Supplied material:
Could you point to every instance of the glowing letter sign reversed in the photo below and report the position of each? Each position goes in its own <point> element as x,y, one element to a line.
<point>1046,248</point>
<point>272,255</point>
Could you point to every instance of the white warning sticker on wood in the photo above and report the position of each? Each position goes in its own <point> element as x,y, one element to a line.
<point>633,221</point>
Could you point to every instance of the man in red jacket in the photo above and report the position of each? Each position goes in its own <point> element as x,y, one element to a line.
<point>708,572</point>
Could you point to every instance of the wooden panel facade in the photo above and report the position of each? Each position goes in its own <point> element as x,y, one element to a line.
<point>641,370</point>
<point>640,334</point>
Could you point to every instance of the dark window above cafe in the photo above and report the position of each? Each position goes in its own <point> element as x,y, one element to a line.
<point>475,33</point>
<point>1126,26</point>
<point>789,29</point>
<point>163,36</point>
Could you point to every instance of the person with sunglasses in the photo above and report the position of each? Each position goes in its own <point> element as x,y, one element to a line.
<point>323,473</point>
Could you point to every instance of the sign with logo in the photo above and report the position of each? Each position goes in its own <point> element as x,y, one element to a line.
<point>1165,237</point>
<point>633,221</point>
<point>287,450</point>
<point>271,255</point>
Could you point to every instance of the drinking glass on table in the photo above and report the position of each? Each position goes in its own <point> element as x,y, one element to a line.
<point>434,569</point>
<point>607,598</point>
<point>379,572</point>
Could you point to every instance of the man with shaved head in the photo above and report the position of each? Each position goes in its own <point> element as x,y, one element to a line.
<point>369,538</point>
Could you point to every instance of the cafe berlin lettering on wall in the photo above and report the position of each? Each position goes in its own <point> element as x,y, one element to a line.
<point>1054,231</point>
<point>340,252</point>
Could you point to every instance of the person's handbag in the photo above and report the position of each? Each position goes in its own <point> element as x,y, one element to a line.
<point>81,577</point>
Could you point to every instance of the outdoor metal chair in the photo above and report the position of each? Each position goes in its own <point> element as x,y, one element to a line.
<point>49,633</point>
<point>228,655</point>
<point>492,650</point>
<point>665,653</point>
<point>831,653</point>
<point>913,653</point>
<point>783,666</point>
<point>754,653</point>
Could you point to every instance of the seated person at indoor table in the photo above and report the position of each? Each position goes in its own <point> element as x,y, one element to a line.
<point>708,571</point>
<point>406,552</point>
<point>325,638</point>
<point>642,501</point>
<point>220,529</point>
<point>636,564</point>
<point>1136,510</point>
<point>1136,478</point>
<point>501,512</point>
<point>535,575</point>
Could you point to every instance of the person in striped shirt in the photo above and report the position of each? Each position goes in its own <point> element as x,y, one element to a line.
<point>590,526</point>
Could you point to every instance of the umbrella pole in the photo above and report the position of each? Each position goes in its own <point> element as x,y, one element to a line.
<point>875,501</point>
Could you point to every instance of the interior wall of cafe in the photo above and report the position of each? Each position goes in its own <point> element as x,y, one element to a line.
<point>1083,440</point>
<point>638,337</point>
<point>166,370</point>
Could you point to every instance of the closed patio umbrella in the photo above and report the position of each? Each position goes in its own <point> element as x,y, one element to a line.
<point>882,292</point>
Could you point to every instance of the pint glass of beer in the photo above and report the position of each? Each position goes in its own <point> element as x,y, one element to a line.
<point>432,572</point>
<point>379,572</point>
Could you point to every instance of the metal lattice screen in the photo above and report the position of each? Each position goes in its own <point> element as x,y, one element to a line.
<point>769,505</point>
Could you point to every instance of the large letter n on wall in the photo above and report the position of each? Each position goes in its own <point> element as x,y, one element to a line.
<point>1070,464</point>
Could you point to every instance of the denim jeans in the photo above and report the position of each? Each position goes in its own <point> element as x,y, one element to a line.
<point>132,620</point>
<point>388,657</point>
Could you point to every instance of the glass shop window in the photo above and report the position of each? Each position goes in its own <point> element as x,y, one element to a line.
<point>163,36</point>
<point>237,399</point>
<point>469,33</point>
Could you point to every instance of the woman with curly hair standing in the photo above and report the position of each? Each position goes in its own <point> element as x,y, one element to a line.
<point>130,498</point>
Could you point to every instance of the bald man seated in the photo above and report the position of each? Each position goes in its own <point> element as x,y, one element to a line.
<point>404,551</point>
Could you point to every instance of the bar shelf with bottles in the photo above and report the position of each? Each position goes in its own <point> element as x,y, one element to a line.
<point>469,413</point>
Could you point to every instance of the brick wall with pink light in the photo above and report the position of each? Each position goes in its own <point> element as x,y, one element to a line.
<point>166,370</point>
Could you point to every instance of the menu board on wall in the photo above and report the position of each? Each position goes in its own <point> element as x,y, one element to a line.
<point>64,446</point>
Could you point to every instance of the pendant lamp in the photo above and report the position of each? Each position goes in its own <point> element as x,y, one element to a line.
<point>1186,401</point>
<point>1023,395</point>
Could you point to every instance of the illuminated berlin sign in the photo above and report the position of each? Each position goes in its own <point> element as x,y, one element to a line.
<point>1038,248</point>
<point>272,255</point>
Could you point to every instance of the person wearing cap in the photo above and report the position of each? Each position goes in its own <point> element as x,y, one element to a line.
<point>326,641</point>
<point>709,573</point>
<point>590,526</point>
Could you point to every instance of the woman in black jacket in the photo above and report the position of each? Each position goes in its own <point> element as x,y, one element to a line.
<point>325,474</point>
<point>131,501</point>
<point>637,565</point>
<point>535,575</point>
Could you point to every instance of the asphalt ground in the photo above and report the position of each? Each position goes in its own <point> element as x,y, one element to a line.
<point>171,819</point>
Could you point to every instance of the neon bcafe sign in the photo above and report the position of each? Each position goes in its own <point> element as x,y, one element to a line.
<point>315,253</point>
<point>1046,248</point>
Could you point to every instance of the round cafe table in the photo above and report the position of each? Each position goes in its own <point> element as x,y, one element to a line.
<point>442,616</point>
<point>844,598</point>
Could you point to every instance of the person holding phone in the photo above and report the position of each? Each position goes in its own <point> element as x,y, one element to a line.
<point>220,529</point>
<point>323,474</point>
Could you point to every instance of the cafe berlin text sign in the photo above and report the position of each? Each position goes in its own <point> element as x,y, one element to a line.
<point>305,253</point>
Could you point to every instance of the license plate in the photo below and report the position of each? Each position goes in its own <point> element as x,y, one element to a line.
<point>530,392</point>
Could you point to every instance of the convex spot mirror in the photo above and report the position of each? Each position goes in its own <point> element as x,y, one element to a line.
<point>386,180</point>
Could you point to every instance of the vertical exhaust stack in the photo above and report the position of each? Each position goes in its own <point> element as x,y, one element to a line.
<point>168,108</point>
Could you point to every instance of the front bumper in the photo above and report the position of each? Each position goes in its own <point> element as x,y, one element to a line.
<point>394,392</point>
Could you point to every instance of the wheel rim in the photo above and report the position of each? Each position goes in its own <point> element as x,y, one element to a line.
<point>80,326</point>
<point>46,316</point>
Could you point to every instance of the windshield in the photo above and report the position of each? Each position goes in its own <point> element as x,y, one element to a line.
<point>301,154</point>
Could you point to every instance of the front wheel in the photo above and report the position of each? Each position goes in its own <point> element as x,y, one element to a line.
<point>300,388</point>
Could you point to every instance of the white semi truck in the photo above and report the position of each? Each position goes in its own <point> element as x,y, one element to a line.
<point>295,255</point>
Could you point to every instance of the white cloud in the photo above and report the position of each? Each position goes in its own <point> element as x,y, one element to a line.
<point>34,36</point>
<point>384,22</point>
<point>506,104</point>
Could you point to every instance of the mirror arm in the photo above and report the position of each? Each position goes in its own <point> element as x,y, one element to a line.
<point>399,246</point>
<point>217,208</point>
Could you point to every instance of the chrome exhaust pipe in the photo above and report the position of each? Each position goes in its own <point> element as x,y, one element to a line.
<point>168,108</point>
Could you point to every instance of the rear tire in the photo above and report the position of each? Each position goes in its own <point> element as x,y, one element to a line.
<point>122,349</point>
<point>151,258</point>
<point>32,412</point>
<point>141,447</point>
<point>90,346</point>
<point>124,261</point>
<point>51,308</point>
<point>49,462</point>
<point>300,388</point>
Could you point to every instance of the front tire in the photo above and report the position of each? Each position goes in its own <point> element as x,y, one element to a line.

Exercise instructions:
Start at the line containing "Could you point to every instance of the rear" and transcribe through the end of the entries. Please keep both ends and add nothing.

Reply:
Could you point to every instance of the rear tire in the photo above and report the position of each? Each position goes in its own <point> element as x,y, one element to a line.
<point>122,349</point>
<point>151,258</point>
<point>32,412</point>
<point>141,447</point>
<point>90,346</point>
<point>124,261</point>
<point>51,308</point>
<point>49,462</point>
<point>300,388</point>
Could you point to every instance of the front tire in the photo above and report the position of each? Each position goes in its own <point> element as x,y, one element to a line.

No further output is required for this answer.